→ **Aufgaben**
1. Schreiben Sie aus dem Text über Island den Abschnitt von „Jared Diamond setzt“ bis einschließlich „für ökologischen Kollaps.“ wortgetreu ab.
2. Prüfen Sie anhand des Textes über Island, ob die folgenden Aussagen zutreffen. Beantworten Sie jede mit Ja oder Nein und zitieren Sie die entscheidende Textstelle wörtlich.
(a) Wälder bedecken heute nur noch ein Prozent der Fläche Islands.
(b) Die Gesellschaften in Island und Grönland setzten eigene Könige ein.
(c) Zu Beginn der Besiedlung war die Hälfte der Insel bewaldet.

→ **Ausgewählter Text**

^^^^^^^^

Jared Diamond setzt sich auch mit der Geschichte Islands auseinander, er hat die Insel mehrmals besucht. Sie ist eines seiner Musterbeispiele für ökologischen Kollaps.
„Sie waren aber unter anderem auch deshalb ausgewandert, weil sie sich der wachsenden Macht der späteren norwegischen Könige entziehen wollten, und deshalb setzten die Gesellschaften in Island und Grönland nie selbst Könige ein. Die Macht blieb dort in der Hand einer Militäraristokratie aus Häuptlingen. Nur sie konnten sich ein eigenes Schiff und eine vollständige Ausstattung mit Vieh leisten, einschließlich der geschätzten, schwierig zu haltenden Kühe und der weniger wertvollen, anspruchsloseren Schafe und Ziegen. Zu den Untertanen, Gefolgsleuten und Helfern der Häuptlinge gehörten Sklaven, freie Arbeiter, Lehensbauern und freie Bauern …
… Als die Besiedlung Islands begann, war die Insel auf einem Viertel ihrer Fläche bewaldet. Die Siedler holzten immer mehr Bäume ab, um Weideland zu schaffen, und die Bäume selbst wurden als Brennstoff, Bauholz und zur Herstellung von Holzkohle verwendet. In den ersten Jahrzehnten wurden ungefähr 80 Prozent der ursprünglichen Waldflächen gerodet, und bis heute ist dieser Anteil auf 96 Prozent gestiegen, sodass Wälder nur noch ein Prozent der Fläche Islands ausmachen …
… Das isländische Hochland oberhalb der Baumgrenze, wo von Natur aus Wiesen auf einem flachen Boden gedeihen, war für die Siedler besonders reizvoll: Hier brauchten sie nicht einmal Bäume zu fällen, um Weideflächen anzulegen. Aber das Hochland war noch empfindlicher als die Niederungen, denn es war hier kälter und trockener, sodass die Pflanzen langsamer nachwuchsen, und außerdem war der Boden nicht durch eine Walddecke geschützt. Als der natürliche Grasteppich beseitigt oder abgeweidet war, wurde der Boden, der ursprünglich aus vom Wind verwehter Asche entstanden war, erneut der Winderosion ausgesetzt … Schon kurz nach der Besiedlung wurde der Boden Islands vom Hochland in die Niederungen und ins Meer transportiert. Im Hochland gab es nun weder Boden noch Vegetation, und die früheren Wiesen im Landesinneren Islands wurden durch Mensch und Vieh zu der Wüste, die man heute dort vorfindet; später entwickelten sich auch in den Niederungen große erodierte Gebiete …
… diese Insel ist ökologisch das am stärksten geschädigte Land Europas. Seit der ersten Besiedlung durch Menschen wurden die ursprünglichen Bäume des Landes und die gesamte Vegetation weitgehend zerstört, und etwa die Hälfte des ursprünglichen Bodens wurde durch Erosion in den Ozean geschwemmt.“
Jared Diamond: Kollaps. Warum Gesellschaften überleben oder untergehen, Frankfurt/M. 2005, S. 240 ff.

^^^^^^^^

[Einträge des Datensatzes]

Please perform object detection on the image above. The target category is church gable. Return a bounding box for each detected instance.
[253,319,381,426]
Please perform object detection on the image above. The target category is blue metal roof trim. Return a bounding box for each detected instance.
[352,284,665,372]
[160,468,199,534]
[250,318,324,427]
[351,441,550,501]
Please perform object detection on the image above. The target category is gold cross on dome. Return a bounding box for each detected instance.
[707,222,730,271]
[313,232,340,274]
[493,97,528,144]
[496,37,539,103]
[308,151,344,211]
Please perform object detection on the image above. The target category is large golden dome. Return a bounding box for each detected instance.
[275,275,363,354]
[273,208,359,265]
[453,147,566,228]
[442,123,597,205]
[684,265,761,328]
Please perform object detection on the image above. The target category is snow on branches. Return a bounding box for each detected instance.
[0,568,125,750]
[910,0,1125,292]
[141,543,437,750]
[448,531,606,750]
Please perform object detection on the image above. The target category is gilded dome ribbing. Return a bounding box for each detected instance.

^^^^^^^^

→ **Lösungen**
1.
Jared Diamond setzt sich auch mit der Geschichte Islands auseinander, er hat die Insel mehrmals besucht. Sie ist eines seiner Musterbeispiele für ökologischen Kollaps.

2.
(a) Ja: „sodass Wälder nur noch ein Prozent der Fläche Islands ausmachen“
(b) Nein: „deshalb setzten die Gesellschaften in Island und Grönland nie selbst Könige ein“
(c) Nein: „Als die Besiedlung Islands begann, war die Insel auf einem Viertel ihrer Fläche bewaldet.“